**Task to carry out**
Go through all the rows below and change "help a great deal" to "be a big help" wherever it appears, keeping everything else the same.
Start of Information supplied
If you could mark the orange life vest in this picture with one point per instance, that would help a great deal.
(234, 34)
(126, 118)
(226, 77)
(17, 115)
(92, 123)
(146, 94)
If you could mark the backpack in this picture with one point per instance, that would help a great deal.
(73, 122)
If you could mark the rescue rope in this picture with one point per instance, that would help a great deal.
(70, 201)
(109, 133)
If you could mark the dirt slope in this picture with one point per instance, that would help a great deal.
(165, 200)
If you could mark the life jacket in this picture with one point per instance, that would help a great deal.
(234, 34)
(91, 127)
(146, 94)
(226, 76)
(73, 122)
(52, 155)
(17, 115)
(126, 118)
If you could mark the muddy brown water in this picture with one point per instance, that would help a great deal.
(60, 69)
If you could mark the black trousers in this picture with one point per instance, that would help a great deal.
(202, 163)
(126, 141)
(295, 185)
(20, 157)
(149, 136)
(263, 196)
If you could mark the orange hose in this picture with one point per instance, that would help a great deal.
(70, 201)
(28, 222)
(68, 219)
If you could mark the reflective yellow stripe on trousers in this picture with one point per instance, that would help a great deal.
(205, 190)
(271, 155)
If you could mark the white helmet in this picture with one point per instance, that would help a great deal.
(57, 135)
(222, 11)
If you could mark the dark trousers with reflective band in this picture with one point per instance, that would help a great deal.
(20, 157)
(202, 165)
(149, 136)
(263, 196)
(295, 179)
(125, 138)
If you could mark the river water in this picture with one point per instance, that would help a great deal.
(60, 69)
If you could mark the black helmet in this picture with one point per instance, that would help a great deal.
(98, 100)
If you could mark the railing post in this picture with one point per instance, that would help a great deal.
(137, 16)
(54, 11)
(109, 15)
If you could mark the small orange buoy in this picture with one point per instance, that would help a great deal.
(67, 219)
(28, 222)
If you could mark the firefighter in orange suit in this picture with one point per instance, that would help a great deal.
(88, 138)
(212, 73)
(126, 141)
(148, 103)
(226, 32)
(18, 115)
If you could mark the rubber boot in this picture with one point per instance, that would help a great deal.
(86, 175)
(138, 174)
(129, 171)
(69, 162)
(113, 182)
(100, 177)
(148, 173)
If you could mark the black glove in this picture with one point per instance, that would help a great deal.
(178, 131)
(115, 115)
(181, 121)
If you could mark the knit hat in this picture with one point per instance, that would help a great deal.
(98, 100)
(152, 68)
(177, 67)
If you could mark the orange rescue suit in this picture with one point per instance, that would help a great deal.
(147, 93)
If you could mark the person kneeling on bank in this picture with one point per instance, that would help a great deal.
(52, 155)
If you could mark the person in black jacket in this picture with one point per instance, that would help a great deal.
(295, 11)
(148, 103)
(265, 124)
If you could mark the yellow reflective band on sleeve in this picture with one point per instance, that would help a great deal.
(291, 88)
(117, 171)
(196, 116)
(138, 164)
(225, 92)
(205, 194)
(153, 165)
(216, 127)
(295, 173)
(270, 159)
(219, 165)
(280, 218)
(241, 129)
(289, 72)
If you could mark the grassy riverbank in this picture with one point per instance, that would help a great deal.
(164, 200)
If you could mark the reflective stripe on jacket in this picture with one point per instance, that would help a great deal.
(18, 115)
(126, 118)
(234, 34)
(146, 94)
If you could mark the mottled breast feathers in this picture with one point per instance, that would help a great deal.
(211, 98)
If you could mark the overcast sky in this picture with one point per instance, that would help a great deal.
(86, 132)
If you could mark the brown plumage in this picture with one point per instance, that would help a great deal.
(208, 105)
End of Information supplied
**Problem solution**
If you could mark the orange life vest in this picture with one point per instance, that would be a big help.
(234, 34)
(126, 118)
(226, 77)
(17, 115)
(92, 123)
(146, 94)
If you could mark the backpack in this picture with one point per instance, that would be a big help.
(73, 122)
If you could mark the rescue rope in this picture with one point per instance, that would be a big help.
(70, 201)
(109, 133)
If you could mark the dirt slope in this picture with one point per instance, that would be a big help.
(165, 200)
If you could mark the life jacket in this picture with one point per instance, that would be a big help.
(234, 34)
(91, 127)
(146, 94)
(226, 76)
(73, 122)
(52, 155)
(17, 115)
(126, 118)
If you could mark the muddy brown water in this picture with one point per instance, that would be a big help.
(60, 69)
If you could mark the black trousers in this picture with one point per instance, that would be a big help.
(202, 163)
(126, 141)
(295, 185)
(20, 157)
(149, 136)
(263, 196)
If you could mark the orange hose in this picture with one point per instance, that would be a big help.
(70, 201)
(28, 222)
(68, 219)
If you could mark the reflective yellow stripe on trousers in this picture with one point per instance, that would be a big help.
(205, 190)
(271, 155)
If you could mark the white helmet in this picture with one point per instance, that would be a big help.
(57, 135)
(222, 11)
If you could mark the dark trousers with reflective band in this picture with one point per instance, that would be a big help.
(20, 157)
(202, 165)
(149, 136)
(263, 196)
(295, 179)
(125, 138)
If you could mark the river water in this picture with one point per instance, that would be a big help.
(60, 69)
If you could mark the black helmet in this picture with one point per instance, that would be a big help.
(98, 100)
If you could mark the railing post in this picture with one point per instance, that would be a big help.
(137, 16)
(54, 11)
(109, 15)
If you could mark the small orange buoy in this picture with one point per instance, that would be a big help.
(67, 219)
(28, 222)
If you could mark the firefighter in orange suit in this picture with one point per instance, that would be a big help.
(88, 138)
(212, 73)
(126, 141)
(148, 103)
(226, 32)
(18, 115)
If you could mark the rubber boot in this picture with one point per instance, that would be a big help.
(86, 175)
(138, 174)
(129, 171)
(69, 162)
(113, 182)
(100, 177)
(148, 173)
If you could mark the black glove in this picture with one point per instance, that would be a big help.
(178, 131)
(115, 115)
(181, 121)
If you could mark the knit hat in this picture with one point per instance, that would be a big help.
(98, 100)
(152, 68)
(177, 67)
If you could mark the orange rescue suit in this picture with one point per instance, that would be a big help.
(147, 93)
If you could mark the person kneeling on bank in this picture with one point per instance, that would be a big help.
(52, 155)
If you could mark the person in black jacket in this picture with one point per instance, that would be a big help.
(295, 11)
(148, 103)
(265, 124)
If you could mark the yellow reflective band on sleeve in this picture with one point per instance, that would be a big help.
(291, 88)
(117, 171)
(196, 116)
(138, 164)
(225, 92)
(205, 194)
(153, 165)
(216, 127)
(295, 173)
(270, 159)
(219, 165)
(280, 218)
(241, 129)
(289, 72)
If you could mark the grassy riverbank in this picture with one point per instance, that would be a big help.
(164, 200)
If you could mark the reflective stripe on jacket in this picture with one point per instance, that would be a big help.
(18, 115)
(126, 118)
(234, 34)
(146, 94)
If you could mark the mottled breast feathers in this picture with one point per instance, that would be a big help.
(211, 98)
If you could mark the overcast sky in this picture with one point per instance, that would be a big help.
(86, 132)
If you could mark the brown plumage in this picture with one point per instance, that would be a big help.
(208, 105)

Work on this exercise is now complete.